[EXCERPT PROVIDED Boundary: Start]
In the Supreme Court of the United States

SHENANGO INCORPORATED, ET AL., PETITIONERS

v.

JO ANNE B. BARNHART,
COMMISSIONER OF SOCIAL SECURITY, ET AL.

ON PETITION FOR A WRIT OF CERTIORARI
TO THE UNITED STATES COURT OF APPEALS
FOR THE THIRD CIRCUIT

BRIEF FOR THE FEDERAL RESPONDENT
IN OPPOSITION

THEODORE B. OLSON
Solicitor General
Counsel of Record
ROBERT D. MCCALLUM, JR.
Assistant Attorney General
MARK B. STERN
JEFFREY CLAIR
Attorneys
Department Of Justice
Washington, D.C. 20530-0001
(202) 514-2217

QUESTION PRESENTED

Whether the Commissioner of Social Security was constitutionally required under Eastern Enterprises v. Apfel, 524 U.S. 498 (1998), to void assignments to petitioners of liability for retired miners' benefits under the Coal Industry Retiree Health Benefit Act of 1992, 26 U.S.C. 9701 et seq., even though petitioners' "related persons" under the Act employed the miners and promised to provide lifetime health benefits to all miners.

In the Supreme Court of the United States

No. 02-1419

SHENANGO INCORPORATED, ET AL., PETITIONERS

v.

JO ANNE B. BARNHART,
COMMISSIONER OF SOCIAL SECURITY, ET AL.

ON PETITION FOR A WRIT OF CERTIORARI
TO THE UNITED STATES COURT OF APPEALS
FOR THE THIRD CIRCUIT

BRIEF FOR THE FEDERAL RESPONDENT
IN OPPOSITION

OPINIONS BELOW

The opinion of the court of appeals (Pet. App. 3a-49a) is reported at 307 F.3d 174. The opinion of the district court (Pet. App. 50a-61a) is unreported.

JURISDICTION

The judgment of the court of appeals was entered on September 24, 2002. A petition for rehearing was denied on December 23, 2002 (Pet. App. 1a-2a). The petition for a writ of certiorari was filed on March 21, 2003. The jurisdiction of this Court is invoked under 28 U.S.C. 1254(1).

STATEMENT

1. a. Congress enacted the Coal Industry Retiree Health Benefit Act of 1992 (Coal Act), 26 U.S.C. 9701 et seq., in response to a financial crisis that threatened to deprive more than 100,000 retired coal miners and their dependents of health-care benefits. Those benefits had been promised to retired coal miners in a series of collective bargaining agreements, known as National Bituminous Coal Wage Agreements (NBCWAs), that were negotiated between the United Mine Workers of America (UMWA) and the Bituminous Coal Operators' Association (BCOA), a multi-employer bargaining association. See Eastern Enterprises v. Apfel, 524 U.S. 498, 504-514 (1998) (plurality opinion).
[EXCERPT PROVIDED Boundary: End]
[MATERIAL SHOWN Boundary: Start]
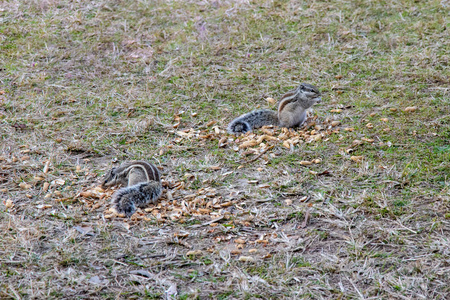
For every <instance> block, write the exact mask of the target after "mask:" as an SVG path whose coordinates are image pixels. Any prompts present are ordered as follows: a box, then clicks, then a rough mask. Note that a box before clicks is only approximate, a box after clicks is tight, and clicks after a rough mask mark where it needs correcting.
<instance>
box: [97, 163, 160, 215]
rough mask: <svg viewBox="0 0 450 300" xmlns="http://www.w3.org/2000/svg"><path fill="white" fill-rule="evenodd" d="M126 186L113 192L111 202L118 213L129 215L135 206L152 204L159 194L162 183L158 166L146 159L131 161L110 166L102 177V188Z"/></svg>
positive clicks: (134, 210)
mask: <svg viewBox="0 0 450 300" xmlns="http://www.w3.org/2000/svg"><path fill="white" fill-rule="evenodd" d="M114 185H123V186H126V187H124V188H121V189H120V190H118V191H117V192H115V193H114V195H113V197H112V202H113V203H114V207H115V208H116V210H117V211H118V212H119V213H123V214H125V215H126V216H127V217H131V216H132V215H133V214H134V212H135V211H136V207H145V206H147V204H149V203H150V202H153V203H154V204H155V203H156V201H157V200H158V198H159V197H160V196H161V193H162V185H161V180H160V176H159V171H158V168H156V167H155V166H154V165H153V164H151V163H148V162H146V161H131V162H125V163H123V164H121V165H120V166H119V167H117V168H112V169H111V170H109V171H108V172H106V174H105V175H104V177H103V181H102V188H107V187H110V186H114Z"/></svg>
[MATERIAL SHOWN Boundary: End]
[MATERIAL SHOWN Boundary: Start]
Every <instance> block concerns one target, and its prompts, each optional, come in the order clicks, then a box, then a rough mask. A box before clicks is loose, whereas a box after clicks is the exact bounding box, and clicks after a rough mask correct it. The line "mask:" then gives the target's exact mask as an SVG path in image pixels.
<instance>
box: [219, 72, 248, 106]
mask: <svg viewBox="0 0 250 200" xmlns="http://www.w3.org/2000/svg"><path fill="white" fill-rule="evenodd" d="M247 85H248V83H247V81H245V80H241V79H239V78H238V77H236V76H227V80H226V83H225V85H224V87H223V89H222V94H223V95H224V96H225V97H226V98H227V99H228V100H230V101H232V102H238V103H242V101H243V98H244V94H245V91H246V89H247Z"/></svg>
[MATERIAL SHOWN Boundary: End]
[MATERIAL SHOWN Boundary: Start]
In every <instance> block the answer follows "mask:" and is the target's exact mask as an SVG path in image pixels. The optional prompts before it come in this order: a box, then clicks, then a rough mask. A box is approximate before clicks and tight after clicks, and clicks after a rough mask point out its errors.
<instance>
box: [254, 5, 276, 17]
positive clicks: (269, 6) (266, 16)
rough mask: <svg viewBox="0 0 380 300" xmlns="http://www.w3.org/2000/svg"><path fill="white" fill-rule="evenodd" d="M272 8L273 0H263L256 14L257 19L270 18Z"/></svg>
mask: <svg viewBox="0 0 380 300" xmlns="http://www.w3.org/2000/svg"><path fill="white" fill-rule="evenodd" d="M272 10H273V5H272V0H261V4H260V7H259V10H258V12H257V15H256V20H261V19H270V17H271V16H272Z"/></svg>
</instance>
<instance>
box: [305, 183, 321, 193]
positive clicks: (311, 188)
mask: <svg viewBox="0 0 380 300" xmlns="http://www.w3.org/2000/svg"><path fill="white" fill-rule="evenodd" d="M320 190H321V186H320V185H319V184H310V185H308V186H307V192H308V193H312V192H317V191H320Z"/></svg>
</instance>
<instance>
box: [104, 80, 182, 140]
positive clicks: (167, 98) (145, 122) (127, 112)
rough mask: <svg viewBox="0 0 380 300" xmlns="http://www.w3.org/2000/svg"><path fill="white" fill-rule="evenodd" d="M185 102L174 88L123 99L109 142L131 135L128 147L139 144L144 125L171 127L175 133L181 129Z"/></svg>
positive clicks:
[MATERIAL SHOWN Boundary: End]
## [WHAT THE TASK ASKS]
Carry on the Supreme Court brief on the Coal Act from its last sentence. The material above is separate from the brief and stands on its own.

## [ANSWER SECTION]
In the 1930s, as the UMWA organized workers in the coal industry, heath-care benefits became an important issue in collective bargaining. In 1947, the UMWA and several coal operators entered into a NBCWA in which the operators agreed to provide health-care benefits to miners and their dependents. The 1947 NBCWA did not, however, promise specific benefits or guarantee lifetime benefits. The UMWA and the BCOA entered into similar agreements in subsequent years. See Eastern Enterprises, 524 U.S. at 504-509 (plurality opinion).

In 1974, the UMWA and the BCOA entered into a NBCWA that, for the first time, explicitly promised lifetime health benefits to miners and their dependents. In 1978, the UMWA and the BCOA entered into a new NBCWA in which signatory operators agreed to provide lifetime benefits for their own active and retired employees as well as for "orphaned" miners whose employers had ceased coal operations or withdrawn from the NBCWAs. Signatory employers were required to contribute enough to pay for the promised benefits and to remain liable as long as they remained in the coal industry. See Eastern Enterprises, 524 U.S. at 509-511 (plurality opinion).

In the 1980s and early 1990s, the financial stability of the private multi-employer plans that had been established to finance those benefits was undermined by increasing health-care costs and by the termination of many coal operators' contribution obligations as those operators switched to non-union employees or left the coal industry altogether. As more coal operators withdrew from the plans, the remaining operators were forced to bear more of the costs, which in turn led to even more defections and created a downward spiral. See Eastern Enterprises, 524 U.S. at 511-514 (plurality opinion).

Congress's objectives in enacting the Coal Act were to "identify persons most responsible for plan liabilities in order to stabilize plan funding and allow for the provision of health care benefits to * * * retirees," to "allow for sufficient operating assets for such plans," and to "provide for the continuation of a privately financed self-sufficient program for the delivery of health care benefits to the beneficiaries of such plans." Energy Policy Act of 1992, Pub. L. No. 102-486, Title XIX, § 19142, 106 Stat. 3037. In furtherance of those ends, the Coal Act established a private multi-employer plan known as the United Mine Workers of America Combined Benefit Fund (Combined Fund). The Combined Fund provides health-care benefits to individuals who, at the time that the Coal Act was enacted, were receiving benefits from the multi-employer plans. See 26 U.S.C. 9702, 9703(f).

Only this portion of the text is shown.